Task to complete »
The copy you give must match the records exactly, except that it holds no images.

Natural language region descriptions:
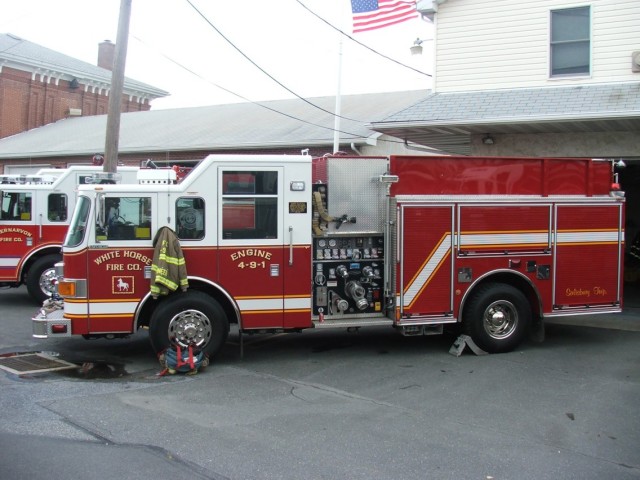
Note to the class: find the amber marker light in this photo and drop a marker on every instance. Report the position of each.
(66, 288)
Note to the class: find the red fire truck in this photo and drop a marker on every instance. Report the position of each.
(286, 243)
(34, 217)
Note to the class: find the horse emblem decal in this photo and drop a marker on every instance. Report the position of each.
(122, 284)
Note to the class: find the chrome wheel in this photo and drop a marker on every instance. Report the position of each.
(500, 319)
(190, 327)
(497, 317)
(47, 281)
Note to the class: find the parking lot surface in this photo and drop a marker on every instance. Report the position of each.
(369, 404)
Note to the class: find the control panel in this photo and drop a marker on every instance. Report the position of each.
(348, 275)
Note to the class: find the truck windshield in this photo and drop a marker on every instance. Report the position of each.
(78, 226)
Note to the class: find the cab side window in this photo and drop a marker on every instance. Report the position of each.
(126, 218)
(249, 204)
(16, 206)
(190, 218)
(57, 207)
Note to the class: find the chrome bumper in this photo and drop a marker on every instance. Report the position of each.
(50, 322)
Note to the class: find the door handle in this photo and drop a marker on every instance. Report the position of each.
(290, 245)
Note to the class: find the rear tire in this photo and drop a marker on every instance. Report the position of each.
(188, 318)
(497, 317)
(41, 277)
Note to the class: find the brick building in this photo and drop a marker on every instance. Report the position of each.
(39, 86)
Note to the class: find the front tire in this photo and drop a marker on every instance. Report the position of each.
(497, 317)
(41, 277)
(189, 318)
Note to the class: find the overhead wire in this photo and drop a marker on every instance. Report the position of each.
(262, 69)
(360, 43)
(231, 92)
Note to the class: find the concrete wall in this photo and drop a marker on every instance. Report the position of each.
(594, 145)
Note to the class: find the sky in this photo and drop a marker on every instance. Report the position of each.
(172, 47)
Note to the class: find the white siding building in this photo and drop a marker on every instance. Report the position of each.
(530, 77)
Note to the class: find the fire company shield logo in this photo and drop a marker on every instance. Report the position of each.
(122, 285)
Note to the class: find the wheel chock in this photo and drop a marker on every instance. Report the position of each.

Result below »
Note to the class: find the amber marker light in this photo and drop a marker on every instance. Report the position of each.
(66, 288)
Note to the class: find the red fire truck in this photo and drop a marker on every instance. Report the position of each.
(286, 243)
(34, 217)
Note to the class: find the horse emblem decal in this photo and drop a marker on every instance. Report the position of each.
(122, 284)
Note to the class: find the chrome wheel in this photo and drop a marker on every instance. Report the position of each.
(500, 319)
(190, 327)
(497, 317)
(47, 281)
Note to the class: find the parking lot surface in this photo and drop a marker on every instance. Report the position of each.
(369, 404)
Note to the class: find the control panel in this photo and drop a marker on every instance. Report the position of each.
(348, 275)
Note to the class: find the truck windshield in this photo and drop a marker on every instance. Report the position of each.
(78, 226)
Note to the class: find the cab side window in this photo and drop a marker on every instance. Report the position of each.
(126, 218)
(249, 204)
(16, 206)
(190, 218)
(57, 207)
Note to the class: find the chrome bumper in this photo and drop a marker on every instance. Report the position of each.
(50, 322)
Note to the class: find the door handle in this photo and drop a marker on every instance. Report the position of each.
(290, 245)
Note to the class: find the rear tire in this photo and drop a marker on every instance. Report the position of each.
(188, 318)
(497, 317)
(41, 277)
Note to the class: find the brick building in this photo and drop a marker on every instance. Report the position of each.
(39, 86)
Note to the class: find the front tire in this photo and drop a marker on every instance. Report the position of each.
(497, 317)
(41, 277)
(189, 318)
Note to the class: find the overhead wire in this photo and drop a marker on every instance. Report the position of each.
(262, 69)
(360, 43)
(231, 92)
Note to the class: find the concrete wall in this photo and drop a marker on every instance. Report the position of each.
(594, 145)
Note to the class: find the sky in this photo and drop a marker on every instance. Report the position of each.
(172, 47)
Note to the class: find the white siding building in this photo and drop a marker on every instance. Report the position of each.
(530, 77)
Note to the class: find the fire company shield logo in this photo and drop a marker on every instance. Report the position of each.
(122, 285)
Note to the class: find the wheel chock in this photo and drop a marker on every instance. Report the position of each.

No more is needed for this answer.